TO-DO LIST:
(a) Translate this sentence from the forum thread on teachers with guns into Spanish: "Evil exists everywhere, all the time."
(b) Pick up the forum thread on armed teachers after its last post and write what comes next.

TEXT EXTRACT:
# Teachers with guns in our schools



## budgetprepp-n (Apr 7, 2013)

Every time someone talks about teachers carrying a gun in school a bunch of snowflakes looses there mind and melts down. In a way I can see there point. I mean I would like to live in a world where guns are not needed in school. Heck I wish I lived in a world where I don't need to carry a gun to feel safe. But let's get real here. If a teacher carrying a gun is what it takes to keep my child safe then that's what I want.
Maybe we need two kinds of schools.One that has guns and one that is called
"FISH IN A BARREL ELEMENTARY SCHOOL"

Has there ever been a mass shooting where people with guns are present?


----------



## Back Pack Hack (Sep 15, 2016)

Snowflakes think they can legislate utopia into existence. It can't be done. Evil exists everywhere, all the time. Passing some stupid law like a 'gun-free zone' just really makes it a 'target-rich environment'. Murder is already illegal. But a killer doesn't care about that. So one more law on the books isn't going to stop him/her.


----------



## rstanek (Nov 9, 2012)

I uses to take my gun to school all the time in the fall, squirrel hunted on the way home, never an issue, it’s a different world today, armed teachers will cut down school shootings, cowards don’t like to be challenged.....


----------



## RedLion (Sep 23, 2015)

I refer you to the "facts about guns" thread as it provides research that armed school employees pretty much eliminates shootings.

SUPPLIED RECORDS:
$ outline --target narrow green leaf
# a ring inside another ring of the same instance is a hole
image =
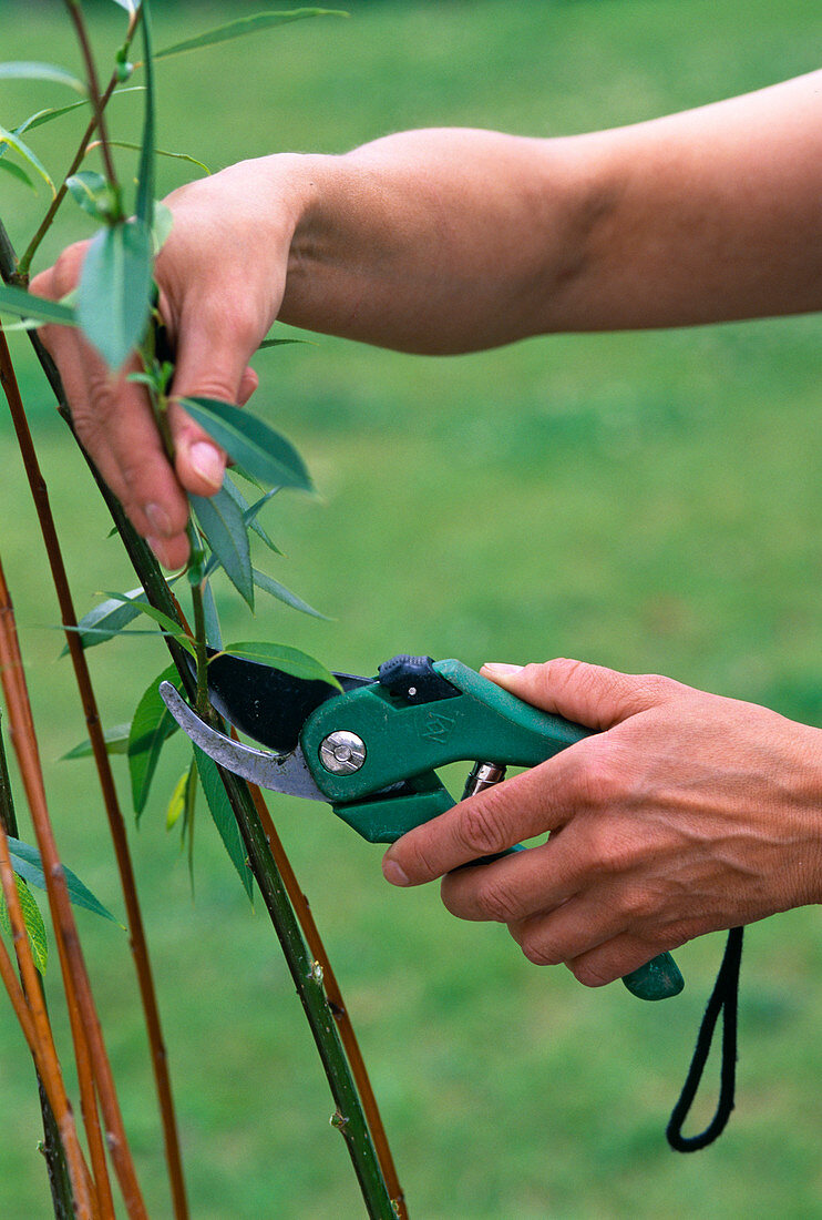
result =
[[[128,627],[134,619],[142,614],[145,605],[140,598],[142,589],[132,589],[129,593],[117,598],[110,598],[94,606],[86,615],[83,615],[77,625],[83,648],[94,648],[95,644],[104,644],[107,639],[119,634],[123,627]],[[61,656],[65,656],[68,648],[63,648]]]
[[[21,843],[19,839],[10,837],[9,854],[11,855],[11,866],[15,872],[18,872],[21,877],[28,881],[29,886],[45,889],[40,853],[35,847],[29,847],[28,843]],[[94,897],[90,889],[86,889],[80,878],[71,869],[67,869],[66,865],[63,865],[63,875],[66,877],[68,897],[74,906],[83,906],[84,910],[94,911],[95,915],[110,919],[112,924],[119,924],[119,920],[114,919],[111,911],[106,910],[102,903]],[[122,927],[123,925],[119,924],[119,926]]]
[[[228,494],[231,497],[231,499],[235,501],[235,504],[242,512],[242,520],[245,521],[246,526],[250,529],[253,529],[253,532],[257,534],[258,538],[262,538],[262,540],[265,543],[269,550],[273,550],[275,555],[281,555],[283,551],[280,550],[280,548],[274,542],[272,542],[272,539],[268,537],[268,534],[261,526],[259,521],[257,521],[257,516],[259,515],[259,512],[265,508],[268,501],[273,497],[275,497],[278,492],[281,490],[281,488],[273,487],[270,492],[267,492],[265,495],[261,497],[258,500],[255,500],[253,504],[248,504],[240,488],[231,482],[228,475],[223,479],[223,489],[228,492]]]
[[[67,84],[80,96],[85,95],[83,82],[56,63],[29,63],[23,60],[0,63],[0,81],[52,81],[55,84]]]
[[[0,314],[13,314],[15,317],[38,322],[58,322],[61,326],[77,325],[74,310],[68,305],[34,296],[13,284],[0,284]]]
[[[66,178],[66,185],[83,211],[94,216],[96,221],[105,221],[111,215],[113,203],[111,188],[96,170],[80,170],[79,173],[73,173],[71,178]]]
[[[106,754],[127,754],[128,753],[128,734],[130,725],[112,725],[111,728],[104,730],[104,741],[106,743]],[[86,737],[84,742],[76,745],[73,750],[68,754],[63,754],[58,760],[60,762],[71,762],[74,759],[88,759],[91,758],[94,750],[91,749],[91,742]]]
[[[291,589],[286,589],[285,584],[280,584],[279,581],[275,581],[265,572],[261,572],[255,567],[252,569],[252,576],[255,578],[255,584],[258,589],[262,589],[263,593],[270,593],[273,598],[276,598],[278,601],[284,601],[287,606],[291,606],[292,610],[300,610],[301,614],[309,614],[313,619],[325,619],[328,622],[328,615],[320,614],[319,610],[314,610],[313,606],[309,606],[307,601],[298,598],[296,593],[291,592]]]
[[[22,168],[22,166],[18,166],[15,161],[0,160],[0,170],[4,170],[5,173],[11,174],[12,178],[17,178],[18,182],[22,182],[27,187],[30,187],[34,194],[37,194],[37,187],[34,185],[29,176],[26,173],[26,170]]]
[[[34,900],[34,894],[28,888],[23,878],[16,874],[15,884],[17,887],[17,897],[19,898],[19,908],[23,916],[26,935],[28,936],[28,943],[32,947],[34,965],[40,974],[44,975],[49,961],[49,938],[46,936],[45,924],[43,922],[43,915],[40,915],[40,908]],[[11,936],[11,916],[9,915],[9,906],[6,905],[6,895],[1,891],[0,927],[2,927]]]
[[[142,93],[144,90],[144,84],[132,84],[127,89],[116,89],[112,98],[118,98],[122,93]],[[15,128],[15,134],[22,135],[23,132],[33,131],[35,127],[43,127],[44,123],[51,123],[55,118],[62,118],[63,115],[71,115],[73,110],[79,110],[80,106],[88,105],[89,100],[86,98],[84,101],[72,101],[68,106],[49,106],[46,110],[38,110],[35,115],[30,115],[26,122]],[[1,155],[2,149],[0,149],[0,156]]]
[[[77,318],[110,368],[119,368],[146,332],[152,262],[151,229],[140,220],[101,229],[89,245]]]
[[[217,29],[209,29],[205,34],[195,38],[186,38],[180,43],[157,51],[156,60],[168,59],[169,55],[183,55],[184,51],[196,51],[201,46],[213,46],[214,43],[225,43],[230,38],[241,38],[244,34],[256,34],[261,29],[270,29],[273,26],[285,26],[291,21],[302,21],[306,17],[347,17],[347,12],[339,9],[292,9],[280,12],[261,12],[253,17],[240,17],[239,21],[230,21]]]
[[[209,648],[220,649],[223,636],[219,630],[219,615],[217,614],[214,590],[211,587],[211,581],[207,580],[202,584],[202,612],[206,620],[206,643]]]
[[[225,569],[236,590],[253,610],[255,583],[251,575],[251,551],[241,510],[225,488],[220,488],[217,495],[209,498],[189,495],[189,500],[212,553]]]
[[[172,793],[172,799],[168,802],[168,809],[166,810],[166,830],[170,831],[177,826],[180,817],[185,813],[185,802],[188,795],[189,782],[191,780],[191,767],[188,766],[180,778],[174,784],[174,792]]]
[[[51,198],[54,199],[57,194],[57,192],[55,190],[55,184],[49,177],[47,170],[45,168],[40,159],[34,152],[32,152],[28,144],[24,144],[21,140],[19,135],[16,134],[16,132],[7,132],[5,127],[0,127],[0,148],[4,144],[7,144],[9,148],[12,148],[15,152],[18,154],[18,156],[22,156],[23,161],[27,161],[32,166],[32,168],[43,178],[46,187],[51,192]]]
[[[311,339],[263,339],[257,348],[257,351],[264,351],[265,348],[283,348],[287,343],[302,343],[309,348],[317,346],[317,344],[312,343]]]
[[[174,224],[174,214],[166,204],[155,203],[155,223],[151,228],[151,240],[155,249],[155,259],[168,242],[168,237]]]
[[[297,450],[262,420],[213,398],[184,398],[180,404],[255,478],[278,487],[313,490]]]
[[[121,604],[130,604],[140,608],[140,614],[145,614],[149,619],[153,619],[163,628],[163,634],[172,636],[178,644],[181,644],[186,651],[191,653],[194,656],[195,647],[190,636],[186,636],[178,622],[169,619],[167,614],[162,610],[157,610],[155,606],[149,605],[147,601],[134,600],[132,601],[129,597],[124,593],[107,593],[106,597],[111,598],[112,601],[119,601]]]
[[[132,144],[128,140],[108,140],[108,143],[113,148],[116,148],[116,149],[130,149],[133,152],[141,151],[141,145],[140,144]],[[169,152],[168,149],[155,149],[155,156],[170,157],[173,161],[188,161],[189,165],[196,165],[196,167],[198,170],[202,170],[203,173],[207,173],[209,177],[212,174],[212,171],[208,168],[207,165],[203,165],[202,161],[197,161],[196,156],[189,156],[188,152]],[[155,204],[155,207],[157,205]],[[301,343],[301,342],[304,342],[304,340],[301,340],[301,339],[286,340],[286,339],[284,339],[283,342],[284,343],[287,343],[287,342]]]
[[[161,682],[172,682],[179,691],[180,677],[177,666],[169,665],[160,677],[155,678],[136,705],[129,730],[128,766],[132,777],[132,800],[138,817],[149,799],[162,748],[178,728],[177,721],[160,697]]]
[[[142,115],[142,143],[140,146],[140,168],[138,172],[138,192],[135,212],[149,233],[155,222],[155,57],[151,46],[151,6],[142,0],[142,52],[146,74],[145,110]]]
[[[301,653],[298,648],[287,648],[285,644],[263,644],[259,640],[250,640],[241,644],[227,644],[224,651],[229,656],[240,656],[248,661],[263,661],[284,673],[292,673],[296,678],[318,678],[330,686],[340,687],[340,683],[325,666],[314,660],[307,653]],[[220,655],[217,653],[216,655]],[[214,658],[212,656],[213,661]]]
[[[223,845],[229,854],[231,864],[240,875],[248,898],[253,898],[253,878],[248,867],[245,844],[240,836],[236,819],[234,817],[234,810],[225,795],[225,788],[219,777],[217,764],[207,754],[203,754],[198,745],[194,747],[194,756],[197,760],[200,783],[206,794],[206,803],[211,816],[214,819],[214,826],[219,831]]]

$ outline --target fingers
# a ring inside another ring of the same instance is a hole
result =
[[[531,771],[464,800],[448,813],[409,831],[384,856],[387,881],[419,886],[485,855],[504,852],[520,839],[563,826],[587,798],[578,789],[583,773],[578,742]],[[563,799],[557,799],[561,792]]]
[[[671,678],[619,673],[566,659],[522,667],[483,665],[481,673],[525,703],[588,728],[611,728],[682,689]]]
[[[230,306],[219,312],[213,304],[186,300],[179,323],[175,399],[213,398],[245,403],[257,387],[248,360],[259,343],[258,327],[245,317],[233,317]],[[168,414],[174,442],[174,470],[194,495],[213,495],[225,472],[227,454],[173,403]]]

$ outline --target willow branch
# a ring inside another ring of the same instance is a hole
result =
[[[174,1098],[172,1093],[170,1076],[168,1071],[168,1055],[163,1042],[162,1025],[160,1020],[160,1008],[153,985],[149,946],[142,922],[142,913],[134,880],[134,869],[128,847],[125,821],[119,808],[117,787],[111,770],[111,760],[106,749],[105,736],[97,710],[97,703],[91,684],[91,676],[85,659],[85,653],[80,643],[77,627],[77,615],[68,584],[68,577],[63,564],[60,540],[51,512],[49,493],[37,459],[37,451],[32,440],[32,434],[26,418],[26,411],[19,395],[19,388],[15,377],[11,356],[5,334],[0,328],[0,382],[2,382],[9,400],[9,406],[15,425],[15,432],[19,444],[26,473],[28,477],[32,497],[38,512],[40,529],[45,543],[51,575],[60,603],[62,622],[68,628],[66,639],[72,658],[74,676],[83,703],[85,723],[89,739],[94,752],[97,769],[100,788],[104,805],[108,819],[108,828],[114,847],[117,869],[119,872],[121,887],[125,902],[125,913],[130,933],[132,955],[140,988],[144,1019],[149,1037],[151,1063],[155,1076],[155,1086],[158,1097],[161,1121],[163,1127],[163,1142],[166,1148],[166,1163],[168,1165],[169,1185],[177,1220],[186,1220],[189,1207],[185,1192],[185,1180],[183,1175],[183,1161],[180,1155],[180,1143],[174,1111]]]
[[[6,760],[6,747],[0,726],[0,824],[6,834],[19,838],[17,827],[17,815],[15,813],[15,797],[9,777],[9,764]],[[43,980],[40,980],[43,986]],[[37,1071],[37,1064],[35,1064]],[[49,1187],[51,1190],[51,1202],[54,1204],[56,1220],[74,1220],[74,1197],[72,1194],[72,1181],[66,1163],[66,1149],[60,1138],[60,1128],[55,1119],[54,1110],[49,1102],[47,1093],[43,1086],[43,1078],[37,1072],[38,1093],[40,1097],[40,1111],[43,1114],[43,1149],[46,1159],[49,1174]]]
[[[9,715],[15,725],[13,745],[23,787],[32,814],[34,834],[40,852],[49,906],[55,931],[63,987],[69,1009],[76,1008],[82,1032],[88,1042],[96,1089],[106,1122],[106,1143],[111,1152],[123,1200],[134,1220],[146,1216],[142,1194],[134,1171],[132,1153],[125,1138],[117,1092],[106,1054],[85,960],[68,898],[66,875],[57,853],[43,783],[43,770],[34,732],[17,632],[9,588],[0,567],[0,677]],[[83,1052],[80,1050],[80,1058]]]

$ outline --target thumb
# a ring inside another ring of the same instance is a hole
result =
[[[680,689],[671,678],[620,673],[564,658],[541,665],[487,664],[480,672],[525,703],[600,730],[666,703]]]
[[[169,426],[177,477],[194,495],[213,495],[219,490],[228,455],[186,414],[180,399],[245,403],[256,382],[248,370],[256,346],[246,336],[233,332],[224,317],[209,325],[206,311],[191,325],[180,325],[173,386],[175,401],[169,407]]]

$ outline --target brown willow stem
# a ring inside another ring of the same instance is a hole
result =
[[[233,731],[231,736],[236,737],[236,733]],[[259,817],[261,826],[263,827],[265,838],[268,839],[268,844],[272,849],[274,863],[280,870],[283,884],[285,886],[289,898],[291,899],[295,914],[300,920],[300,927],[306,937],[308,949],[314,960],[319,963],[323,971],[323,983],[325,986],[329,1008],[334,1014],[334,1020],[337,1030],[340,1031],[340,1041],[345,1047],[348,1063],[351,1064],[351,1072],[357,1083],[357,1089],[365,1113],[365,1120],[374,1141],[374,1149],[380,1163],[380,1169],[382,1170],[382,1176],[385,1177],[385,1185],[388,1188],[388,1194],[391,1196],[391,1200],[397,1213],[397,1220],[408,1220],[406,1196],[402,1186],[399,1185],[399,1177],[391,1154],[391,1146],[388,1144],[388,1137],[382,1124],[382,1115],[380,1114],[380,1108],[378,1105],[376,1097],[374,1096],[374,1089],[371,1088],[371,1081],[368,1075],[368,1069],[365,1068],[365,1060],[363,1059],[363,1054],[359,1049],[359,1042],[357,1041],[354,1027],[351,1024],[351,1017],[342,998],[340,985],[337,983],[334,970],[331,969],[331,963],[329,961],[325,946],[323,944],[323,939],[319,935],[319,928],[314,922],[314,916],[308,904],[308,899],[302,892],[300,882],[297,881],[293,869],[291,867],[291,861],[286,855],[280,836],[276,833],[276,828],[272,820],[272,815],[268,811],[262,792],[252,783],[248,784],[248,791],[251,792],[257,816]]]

RESPONSES FOR EACH TASK:
(a) El mal existe en todas partes, todo el tiempo.

(b)
----------



## Chipper (Dec 22, 2012)

Just stop with the gun free zone crap and say teachers and staff "maybe" and are allowed to carry guns. That simple threat and the unknown of who is or may be carrying a gun could be enough. Costs nothing to try.


----------



## bigwheel (Sep 22, 2014)

I been preaching an arm the teachers message since back when Moby Dick was still just a minner. Now what snowflakes think about it can vary.


----------



## Maine-Marine (Mar 7, 2014)

it would be nice to see a program where a teacher can get accredited as an officer and let them work as an officer during summers and when they have time

be great for full time officers that want to take vacation during the summer


----------



## Piratesailor (Nov 9, 2012)

In the day.. I remember gun safety classes in HS where we brought our rifles to school for the class.. times have changed.


----------



## Back Pack Hack (Sep 15, 2016)

I recall classmates going to the principals office......... with their rifles.

Of course, it was to either get some pointers from Mr. Mickleson, or so they could compare their rifles.


----------



## Slippy (Nov 14, 2013)

Time to make a swap of Fat-Asses for Bad-Asses in the Local Education Systems....With all the red tape at every local school district, fire most if not all of the Fat-Assed bureaucrats and hire a couple of former military Bad-Asses per each school. 

(then fire some more wasted administrators and 90% of the school boards...:tango_face_smile


----------



## MisterMills357 (Apr 15, 2015)

One teacher with a .357 and a few speed loaders, is a match for a punk with an AR-15, IMHO. All it takes is the courage to use the .357 to kill an assailant. 
I really like the idea of arming teachers myself. There is a local sheriff who headed the committee to arm them; and he is a vocal proponent of it. 
So, there is some common-sense left in America.


----------



## bigwheel (Sep 22, 2014)

Lot of good thoughts on this topic. Sure think the volunteer highly screened teachers and staff who desire to secretly tote a gun at school..to make a little side money should undergo summer training for marksmanship...and active shooter scenarios etc. For additinal logistics each teacher should be issued a yup fanny pack..some of which might contain a gun or a summer sausage or somethng.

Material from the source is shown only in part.